• Ejercicios propuestos:
1) Enumera todos los nombres propios de persona que aparecen en el texto sobre el secuestro en Getafe.
2) Prosigue el relato del secuestro en Getafe a partir de su última oración.

Doble secuestro sin rumbo
Un desconocido que acababa de salir de prisión se llevó a punta de pistola a unos jóvenes en Getafe en una huida a ninguna parte que fue interceptada de casualidad por la policía
La atmósfera cómplice que se había creado esa noche en el interior del coche quedó de repente rota por golpes secos contra el cristal. Cuando la pareja se giró para ver quién tocaba con insistencia en la ventanilla vieron a un joven escuálido vestido con sudadera y capucha.
“Abrid”, les pidió desde el exterior el chico, que tenía aspecto de querubín politoxicómano.
Roberto activó el cierre centralizado de manera instintiva. Era de madrugada y por la calle no pasaba un alma. Esa noche de sábado volvía de trabajar en una cadena de restaurantes que le acababa de contratar. Al salir había recogido a su novia, Ana, y ahora, antes de que ella subiera a casa, cenaban algo en el coche aparcado frente a su portal. La aparición repentina de un fantasma los dejó helados.
El espectro era el de Ionuc Radu, un chico de 21 años al que la pareja no había visto en su vida. El tipo no se inmutó cuando escuchó el cerrojo. A continuación se levantó la sudadera y sacó del pantalón una pistola con la que apuntó adentro. Insistió en su amenaza golpeando el cristal con el cañón. Asustado, Roberto abrió el pestillo y dejó entrar a Radu, que se acomodó en la parte de atrás. Ahora eran tres en el coche y uno de ellos iba armado.
Desde el asiento trasero Radu le colocó al conductor el cañón de la pistola en los riñones, le ordenó que encendiera el motor y las luces y condujera con tranquilidad por las calles de Getafe. La pareja le ofreció todo lo que tenía encima (cartera, llaves, el coche...) para que la dejara libre, pero el muchacho ni si quiera prestó mucha atención. Les fue guiando por la ciudad madrileña hasta las inmediaciones del cementerio, un lugar apartado donde no les vería nadie.
Al llegar le pidió a Roberto que descendiera lentamente del coche con las manos en alto. En ningún momento, según recordarían después las víctimas en su declaración ante la policía, dejó de apuntarles con la pistola. A él lo llevó a la parte trasera del coche y le ordenó que se metiera en el maletero. Como se resistió durante unos segundos, le golpeó con la culata en la frente, lo que le provocó una brecha. Lo metió dentro y cerró de un portazo, aunque poco después volvió a abrir el maletero para quitarle los zapatos. Con los cordones le ató las manos a Ana, que permanecía paralizada en el asiento del copiloto. Intentó que ella se escondiera debajo de la guantera, pero no cabía, y acabó quedándose en el asiento del acompañante.

• Datos del conjunto:
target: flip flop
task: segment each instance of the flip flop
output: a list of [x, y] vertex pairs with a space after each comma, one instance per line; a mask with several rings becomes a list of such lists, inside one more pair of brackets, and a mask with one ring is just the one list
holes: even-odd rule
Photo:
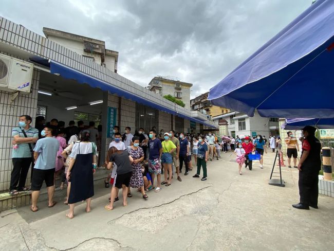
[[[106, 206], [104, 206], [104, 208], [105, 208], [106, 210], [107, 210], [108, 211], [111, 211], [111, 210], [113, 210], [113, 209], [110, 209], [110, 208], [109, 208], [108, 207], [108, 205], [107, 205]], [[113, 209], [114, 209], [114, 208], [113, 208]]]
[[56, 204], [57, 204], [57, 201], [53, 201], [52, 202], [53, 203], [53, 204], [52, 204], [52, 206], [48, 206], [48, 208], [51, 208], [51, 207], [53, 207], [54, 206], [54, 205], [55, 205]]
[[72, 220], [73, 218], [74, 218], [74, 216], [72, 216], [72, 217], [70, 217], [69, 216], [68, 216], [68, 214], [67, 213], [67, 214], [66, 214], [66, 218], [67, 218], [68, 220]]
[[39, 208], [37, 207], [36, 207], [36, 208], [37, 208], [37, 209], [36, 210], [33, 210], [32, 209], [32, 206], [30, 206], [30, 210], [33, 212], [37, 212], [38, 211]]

• Respuestas por tarea:
1) Roberto, Ana, Ionuc Radu

2)
Radu se sentó en el asiento del piloto. Se tomó unos minutos para abrir las carteras y echarle un vistazo a la documentación de los chicos a los que acababa de secuestrar, a los que solo sacaba un año de edad. Si alguien se los hubiera cruzado en ese momento podría pensar que era un grupo de amigos que tramaba una noche de fiesta. Le costó encender el motor y meter las primeras marchas. Su torpeza asustó todavía más a sus pasajeros. Miró el depósito a medio llenar y entonces surgió una duda:
— ¿Este coche es diésel o gasolina?
— Diésel, dijo Ana.
— Fenomenal. Tenemos mucho camino por delante.
Ya sabía lo que debía repostar en caso de que lo necesitara. Ana le preguntó varias veces a dónde iban pero él no contestó. En una de esas ocasiones, según la declaración, Radu hizo una pregunta que habría de ensombrecer todavía más este viaje sin rumbo: “Por cierto, ¿quién queréis que muera primero?”. Roberto, impotente, escuchaba la conversación desde el maletero.
De repente sonó un teléfono móvil. Era el de Radu, que lo llevaba en un bolsillo de la sudadera. Alguien al otro lado del teléfono le preguntaba dónde estaba y cuándo iba a volver a casa. El chico contestaba con evasivas. Insistía en que estaba haciendo sus “cosas” y que no se preocupara por él. Colgó. De inmediato volvió a sonar y la conversación fue muy parecida. Acabó también de manera brusca. Cuando volvió a repetirse la llamada por tercera vez, ya no lo cogió. Dejó que saltara el buzón de voz.
La persona al otro lado de la línea era la novia de Radu, una joven que le había acogido en su casa de Getafe. Se habían conocido años atrás en la cárcel, donde él estaba interno y ella visitaba a otro interno. Formalizaron la relación a golpe de vis a vis. Ella le esperó hasta que él quedó libre el 1 de febrero, hace apenas tres meses. En este tiempo había estado muy pendiente de él, cuidándole, protegiéndole de sí mismo. Controlaba sus horarios y sus amistades para que no se metiera en ningún lío. Estaba dispuesta a formar con él una familia. Después de una relación tormentosa de la que había nacido una niña, ella creía haber encontrado por fin un hombre que la amaba y la respetaba, aunque a veces le colgara el teléfono de malas maneras.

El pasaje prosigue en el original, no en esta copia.